Render the lines of the records below, from the line with "As a courtesy, could you identify the framed" to the line with "[46,0,720,235]", as a JSON list of strings, one string per line, with both end lines included and blank lines left out. Give only those lines.

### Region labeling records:
----------

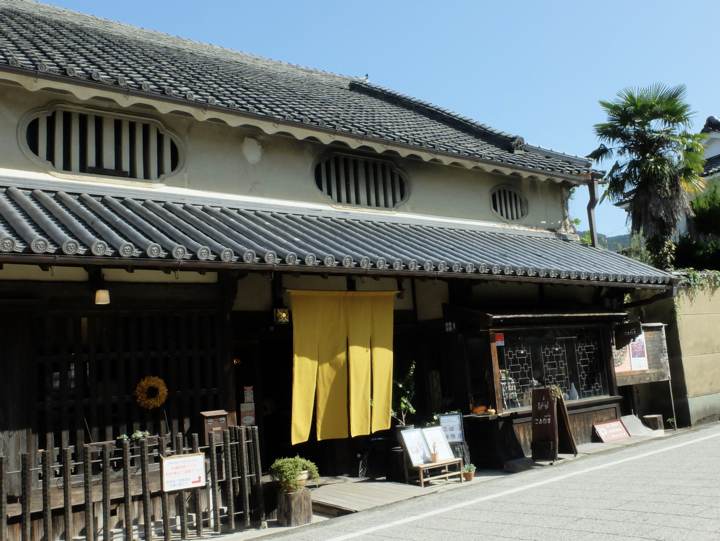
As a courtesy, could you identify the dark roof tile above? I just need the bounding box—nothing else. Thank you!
[0,0,590,176]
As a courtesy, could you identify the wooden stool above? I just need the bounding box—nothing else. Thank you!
[408,458,465,488]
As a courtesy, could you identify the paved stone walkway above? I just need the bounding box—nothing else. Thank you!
[265,424,720,541]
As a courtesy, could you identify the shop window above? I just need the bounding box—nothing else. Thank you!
[497,328,608,411]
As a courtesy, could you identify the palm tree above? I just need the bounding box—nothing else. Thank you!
[588,84,705,268]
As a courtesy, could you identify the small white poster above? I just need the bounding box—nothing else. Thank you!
[162,453,205,492]
[630,333,648,371]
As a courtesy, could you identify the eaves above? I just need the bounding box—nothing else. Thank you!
[0,66,602,185]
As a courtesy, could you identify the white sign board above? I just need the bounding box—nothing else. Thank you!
[162,453,205,492]
[630,333,648,370]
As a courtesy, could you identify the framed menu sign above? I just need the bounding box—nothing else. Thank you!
[440,413,465,443]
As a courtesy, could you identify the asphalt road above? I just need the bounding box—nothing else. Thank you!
[265,424,720,541]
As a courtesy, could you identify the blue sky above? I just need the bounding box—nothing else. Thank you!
[46,0,720,235]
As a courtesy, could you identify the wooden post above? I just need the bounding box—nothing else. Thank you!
[63,447,75,539]
[123,440,133,541]
[84,445,95,541]
[140,438,152,541]
[102,443,114,541]
[252,426,265,523]
[228,426,240,496]
[20,453,31,541]
[223,430,235,532]
[208,434,220,528]
[277,489,312,526]
[42,449,52,540]
[0,456,7,541]
[175,434,188,539]
[159,436,172,541]
[192,434,205,537]
[236,426,250,527]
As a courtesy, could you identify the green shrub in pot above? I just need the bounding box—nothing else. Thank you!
[270,456,320,492]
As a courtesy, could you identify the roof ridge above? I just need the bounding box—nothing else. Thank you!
[0,0,353,82]
[350,79,524,143]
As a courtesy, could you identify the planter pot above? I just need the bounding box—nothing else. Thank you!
[395,425,415,445]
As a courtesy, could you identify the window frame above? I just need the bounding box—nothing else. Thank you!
[17,102,186,188]
[310,151,411,214]
[488,184,530,224]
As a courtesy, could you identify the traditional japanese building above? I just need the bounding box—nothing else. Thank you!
[0,0,673,536]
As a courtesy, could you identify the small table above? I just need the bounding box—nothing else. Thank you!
[406,458,465,488]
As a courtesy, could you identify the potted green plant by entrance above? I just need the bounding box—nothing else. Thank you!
[390,361,415,441]
[270,456,320,526]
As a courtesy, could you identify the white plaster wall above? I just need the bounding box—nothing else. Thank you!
[0,83,564,229]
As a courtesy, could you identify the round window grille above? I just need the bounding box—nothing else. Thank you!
[490,186,528,222]
[315,154,408,209]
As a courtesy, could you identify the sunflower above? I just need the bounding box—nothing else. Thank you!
[135,376,167,410]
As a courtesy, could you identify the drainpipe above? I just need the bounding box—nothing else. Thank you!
[588,178,598,248]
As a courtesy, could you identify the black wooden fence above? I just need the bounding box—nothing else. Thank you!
[0,427,265,541]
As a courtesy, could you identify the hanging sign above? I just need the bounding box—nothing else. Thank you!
[240,402,255,426]
[161,453,205,492]
[440,413,465,443]
[630,334,648,371]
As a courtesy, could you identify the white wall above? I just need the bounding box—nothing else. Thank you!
[0,83,564,229]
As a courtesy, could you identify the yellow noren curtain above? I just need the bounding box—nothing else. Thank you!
[290,291,395,445]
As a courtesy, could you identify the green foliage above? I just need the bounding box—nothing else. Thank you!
[390,361,415,426]
[692,183,720,237]
[618,231,653,265]
[588,84,705,262]
[673,269,720,319]
[269,456,320,492]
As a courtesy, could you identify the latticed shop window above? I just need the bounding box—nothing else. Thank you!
[490,186,528,222]
[496,328,608,410]
[22,106,181,182]
[315,154,408,210]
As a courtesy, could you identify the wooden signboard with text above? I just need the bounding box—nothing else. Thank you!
[530,389,558,462]
[593,420,630,443]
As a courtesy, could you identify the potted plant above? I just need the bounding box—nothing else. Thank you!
[430,441,440,464]
[269,456,320,526]
[390,361,415,441]
[270,456,320,492]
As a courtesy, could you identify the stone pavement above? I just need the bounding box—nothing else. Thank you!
[265,424,720,541]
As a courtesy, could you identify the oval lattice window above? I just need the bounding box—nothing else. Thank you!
[490,186,528,222]
[315,154,408,209]
[25,106,181,182]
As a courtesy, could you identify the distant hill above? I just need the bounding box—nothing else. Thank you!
[577,229,630,252]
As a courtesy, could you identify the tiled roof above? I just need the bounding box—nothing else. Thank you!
[0,0,591,178]
[0,179,671,287]
[702,154,720,177]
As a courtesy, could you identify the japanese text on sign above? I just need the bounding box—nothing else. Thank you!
[162,453,205,492]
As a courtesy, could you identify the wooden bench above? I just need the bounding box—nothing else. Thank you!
[405,458,465,487]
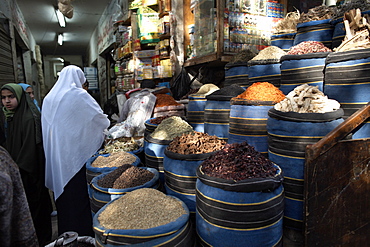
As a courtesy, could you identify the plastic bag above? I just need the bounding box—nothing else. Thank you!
[171,67,192,100]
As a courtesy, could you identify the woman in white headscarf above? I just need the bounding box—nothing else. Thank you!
[41,65,110,236]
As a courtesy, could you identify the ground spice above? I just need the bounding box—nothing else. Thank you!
[251,46,286,61]
[154,94,180,107]
[91,151,136,168]
[287,41,332,55]
[167,131,226,154]
[98,188,186,229]
[236,82,285,103]
[201,142,278,181]
[150,116,193,141]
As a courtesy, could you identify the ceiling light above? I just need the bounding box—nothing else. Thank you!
[55,9,66,27]
[58,33,64,45]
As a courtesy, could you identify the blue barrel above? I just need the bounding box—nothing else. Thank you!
[90,167,159,214]
[186,94,207,133]
[279,52,329,95]
[93,194,195,247]
[248,59,281,87]
[331,17,346,48]
[228,99,274,156]
[267,108,344,231]
[204,96,231,141]
[224,62,250,89]
[293,19,334,48]
[196,165,284,247]
[271,33,296,51]
[144,136,171,183]
[144,118,158,138]
[324,49,370,139]
[163,149,213,213]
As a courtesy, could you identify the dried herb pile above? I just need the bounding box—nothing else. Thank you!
[274,84,340,113]
[209,84,244,97]
[167,131,226,154]
[91,151,136,168]
[236,82,285,103]
[154,93,180,107]
[201,142,277,181]
[98,188,186,229]
[298,5,336,23]
[251,45,286,61]
[150,116,193,141]
[287,41,332,55]
[97,164,154,189]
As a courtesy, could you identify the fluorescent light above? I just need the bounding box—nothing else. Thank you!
[55,9,66,27]
[58,33,63,45]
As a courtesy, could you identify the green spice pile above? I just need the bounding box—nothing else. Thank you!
[150,116,193,141]
[98,188,186,229]
[167,131,226,154]
[91,152,136,168]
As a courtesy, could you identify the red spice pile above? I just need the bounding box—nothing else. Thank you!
[155,94,180,107]
[236,82,285,103]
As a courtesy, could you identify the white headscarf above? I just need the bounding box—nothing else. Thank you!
[41,65,110,199]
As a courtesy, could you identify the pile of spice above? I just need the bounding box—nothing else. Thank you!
[150,116,193,141]
[251,46,286,61]
[154,93,180,107]
[274,10,300,34]
[274,84,340,113]
[99,138,140,154]
[298,5,336,23]
[201,142,278,181]
[208,84,244,97]
[287,41,332,55]
[167,131,226,154]
[191,83,220,96]
[98,188,186,229]
[149,116,169,125]
[230,48,258,64]
[97,164,154,189]
[91,152,136,168]
[236,82,285,103]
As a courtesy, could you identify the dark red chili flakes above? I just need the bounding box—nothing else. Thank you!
[202,142,278,181]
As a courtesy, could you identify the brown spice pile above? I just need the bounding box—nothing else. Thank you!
[155,94,180,107]
[98,188,186,229]
[236,82,285,102]
[167,131,226,154]
[287,41,332,55]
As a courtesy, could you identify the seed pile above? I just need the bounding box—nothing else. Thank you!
[201,142,277,181]
[287,41,332,55]
[236,82,285,102]
[149,116,169,125]
[274,10,300,34]
[252,46,286,61]
[99,138,140,154]
[167,131,226,154]
[209,84,244,97]
[274,84,340,113]
[150,116,193,141]
[91,152,136,168]
[98,188,186,229]
[97,164,154,189]
[230,49,258,64]
[298,5,336,23]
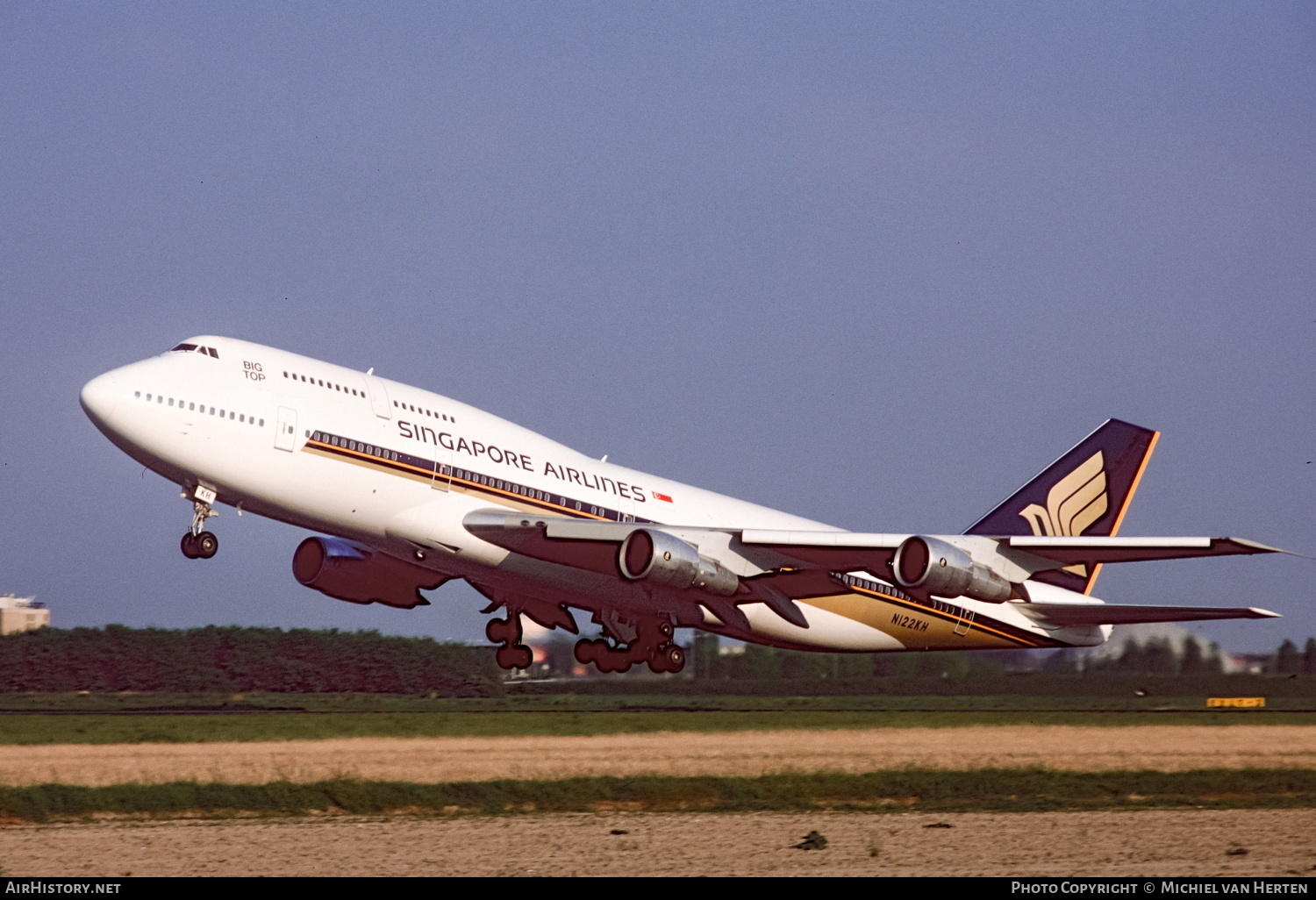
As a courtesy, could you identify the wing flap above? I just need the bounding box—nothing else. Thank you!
[1013,603,1279,628]
[997,536,1284,566]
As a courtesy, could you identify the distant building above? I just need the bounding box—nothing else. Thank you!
[0,594,50,634]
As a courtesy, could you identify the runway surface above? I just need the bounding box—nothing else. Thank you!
[0,725,1316,786]
[0,810,1316,878]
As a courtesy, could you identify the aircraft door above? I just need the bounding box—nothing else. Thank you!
[432,446,453,491]
[955,608,974,637]
[362,370,394,418]
[274,407,297,453]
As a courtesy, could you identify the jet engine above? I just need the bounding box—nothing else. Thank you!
[891,534,1012,603]
[292,537,447,610]
[618,528,740,597]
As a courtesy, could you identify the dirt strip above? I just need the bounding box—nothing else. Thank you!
[0,725,1316,786]
[0,810,1316,887]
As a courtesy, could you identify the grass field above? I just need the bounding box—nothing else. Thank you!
[0,694,1316,745]
[0,702,1316,745]
[0,768,1316,823]
[0,682,1316,716]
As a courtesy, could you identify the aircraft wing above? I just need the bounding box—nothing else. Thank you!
[1012,603,1279,628]
[465,510,1286,576]
[992,536,1284,566]
[463,510,908,576]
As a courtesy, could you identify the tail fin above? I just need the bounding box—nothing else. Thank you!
[965,418,1161,594]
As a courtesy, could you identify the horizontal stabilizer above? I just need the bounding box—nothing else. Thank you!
[1015,603,1279,628]
[997,536,1284,566]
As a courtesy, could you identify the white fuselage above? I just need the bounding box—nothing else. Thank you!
[83,336,1108,652]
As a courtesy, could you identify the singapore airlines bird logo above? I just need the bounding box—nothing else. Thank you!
[1019,450,1110,578]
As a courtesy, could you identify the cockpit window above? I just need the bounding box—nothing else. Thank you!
[170,344,220,360]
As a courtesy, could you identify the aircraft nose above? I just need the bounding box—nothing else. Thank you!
[81,373,118,426]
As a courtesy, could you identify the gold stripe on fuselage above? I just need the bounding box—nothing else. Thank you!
[799,584,1068,650]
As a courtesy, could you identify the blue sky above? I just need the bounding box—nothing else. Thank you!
[0,3,1316,650]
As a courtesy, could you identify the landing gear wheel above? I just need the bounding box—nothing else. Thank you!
[484,618,512,644]
[494,644,534,668]
[193,532,220,560]
[576,639,603,666]
[649,644,686,673]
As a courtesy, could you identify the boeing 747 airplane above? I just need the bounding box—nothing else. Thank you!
[82,336,1278,673]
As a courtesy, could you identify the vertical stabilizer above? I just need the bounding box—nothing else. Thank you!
[965,418,1160,594]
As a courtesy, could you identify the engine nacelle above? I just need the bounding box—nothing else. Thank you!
[618,528,740,597]
[891,534,1012,603]
[292,537,447,610]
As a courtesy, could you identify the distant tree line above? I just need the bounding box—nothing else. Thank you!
[0,625,502,696]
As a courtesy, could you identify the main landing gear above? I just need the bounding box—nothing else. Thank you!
[576,616,686,673]
[484,611,534,668]
[179,489,220,560]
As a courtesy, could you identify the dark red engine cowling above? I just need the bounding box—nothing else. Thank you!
[292,537,449,610]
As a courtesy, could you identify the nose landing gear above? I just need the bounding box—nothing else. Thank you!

----------

### Solved problem:
[
  "As a courtesy, could you identify the framed menu sign above? I just need the bounding box—nothing else. Thank you!",
  "[440,413,465,443]",
  "As a courtesy, could you identify the asphalt road above? I just need the bounding box—nothing else. Thank you!",
  "[265,424,720,541]",
  "As a courtesy, could you identify the blue sky above? I just need the bounding box—nothing else. Thank you!",
  "[46,0,720,235]"
]